Task instructions
Copy out the items below word for word, from the line that contains "Can you find the woman's neck?" through the end of the items, inclusive.

Items for identifying locations
※
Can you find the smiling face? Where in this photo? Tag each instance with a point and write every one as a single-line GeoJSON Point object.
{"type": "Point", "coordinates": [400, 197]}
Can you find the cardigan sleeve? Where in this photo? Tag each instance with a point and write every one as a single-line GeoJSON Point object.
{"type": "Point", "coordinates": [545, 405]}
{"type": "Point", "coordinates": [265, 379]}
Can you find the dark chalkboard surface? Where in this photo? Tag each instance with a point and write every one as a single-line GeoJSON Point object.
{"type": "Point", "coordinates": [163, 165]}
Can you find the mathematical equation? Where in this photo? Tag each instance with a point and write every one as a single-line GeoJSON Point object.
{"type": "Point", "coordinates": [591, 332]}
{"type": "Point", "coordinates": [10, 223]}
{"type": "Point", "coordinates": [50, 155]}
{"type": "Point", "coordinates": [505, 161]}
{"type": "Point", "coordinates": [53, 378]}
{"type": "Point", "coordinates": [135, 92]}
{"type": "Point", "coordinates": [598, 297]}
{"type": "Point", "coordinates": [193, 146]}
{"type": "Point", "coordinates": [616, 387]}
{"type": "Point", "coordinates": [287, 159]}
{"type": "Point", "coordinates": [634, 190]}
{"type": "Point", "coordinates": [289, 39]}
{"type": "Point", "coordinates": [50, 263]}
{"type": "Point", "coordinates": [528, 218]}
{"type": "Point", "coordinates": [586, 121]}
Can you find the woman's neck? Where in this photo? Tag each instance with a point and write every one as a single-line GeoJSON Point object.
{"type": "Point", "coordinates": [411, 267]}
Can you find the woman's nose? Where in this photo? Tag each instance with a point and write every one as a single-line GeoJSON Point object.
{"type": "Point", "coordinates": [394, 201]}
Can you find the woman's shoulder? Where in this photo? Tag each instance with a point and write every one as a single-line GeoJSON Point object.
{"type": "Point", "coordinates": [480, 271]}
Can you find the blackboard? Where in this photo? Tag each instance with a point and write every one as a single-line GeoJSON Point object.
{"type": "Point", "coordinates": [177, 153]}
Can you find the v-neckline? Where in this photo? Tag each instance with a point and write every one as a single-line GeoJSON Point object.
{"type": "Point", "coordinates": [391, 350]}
※
The response
Can you find the woman's neck? Where in this photo? Tag each instance with a point and write every one as a single-line GeoJSON Point object.
{"type": "Point", "coordinates": [411, 267]}
Can you find the woman's nose? Where in this photo? Tag each instance with a point and write every one as a single-line GeoJSON Point object.
{"type": "Point", "coordinates": [394, 201]}
Can you find the woman's shoulder? Where in this photo? Tag each instance with a point and write every one as a single-line GeoJSON Point object.
{"type": "Point", "coordinates": [480, 271]}
Can you find the blackboard? Where in this photo? Tag each instance with a point and write every one as a single-line GeoJSON Point object.
{"type": "Point", "coordinates": [177, 153]}
Can you find the v-neckline? Where in this photo? Tag each instance with a point and write every one as a single-line GeoJSON Point object.
{"type": "Point", "coordinates": [391, 350]}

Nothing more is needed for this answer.